Data items
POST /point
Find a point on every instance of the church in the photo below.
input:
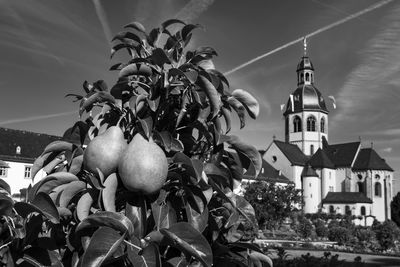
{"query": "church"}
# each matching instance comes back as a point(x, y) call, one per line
point(343, 178)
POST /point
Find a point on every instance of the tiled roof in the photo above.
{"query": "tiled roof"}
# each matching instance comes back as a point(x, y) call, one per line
point(31, 144)
point(269, 174)
point(320, 160)
point(308, 171)
point(345, 198)
point(368, 159)
point(342, 155)
point(292, 152)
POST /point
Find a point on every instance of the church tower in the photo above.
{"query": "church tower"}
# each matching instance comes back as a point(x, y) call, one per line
point(306, 115)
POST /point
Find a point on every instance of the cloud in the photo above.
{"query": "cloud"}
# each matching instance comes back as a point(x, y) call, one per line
point(101, 14)
point(193, 10)
point(35, 118)
point(370, 92)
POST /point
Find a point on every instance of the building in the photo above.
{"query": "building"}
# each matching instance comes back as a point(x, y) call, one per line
point(335, 178)
point(18, 151)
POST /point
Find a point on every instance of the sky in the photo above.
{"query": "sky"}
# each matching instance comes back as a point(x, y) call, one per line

- **Task prompt**: Rewrite the lines from the start of the data items through the line containing "point(18, 151)", inclusive, replacing "tiled roof" with "clay roof" and changing nothing else. Leave the pictures out of your answer.

- **Output of the exercise**:
POST /point
Find a point on every instance of the church in the photo below.
input:
{"query": "church"}
# each matching instance comes back as a point(x, y) call, one per line
point(343, 178)
POST /point
Find a point on every instance of the clay roof in the photo above.
{"query": "clay roof"}
# each matching instance comes back as a point(x, y) call, one per line
point(31, 144)
point(269, 174)
point(320, 160)
point(308, 171)
point(345, 198)
point(368, 159)
point(342, 155)
point(292, 152)
POST /point
Find a point on every instance of the church tower in the photo above.
{"query": "church tower"}
# each matching instance comes back as a point(x, y) call, one per line
point(306, 115)
POST /point
Find a point on every instance of the cloud in the photo above.
{"query": "cloud"}
# each matching instance comes back as a point(x, y) call, one per line
point(101, 14)
point(193, 10)
point(35, 118)
point(370, 92)
POST /point
Find a point on every instance of the building in the photo above.
{"query": "building"}
# each matching instance comes back as a point(x, y) call, one per line
point(335, 178)
point(18, 151)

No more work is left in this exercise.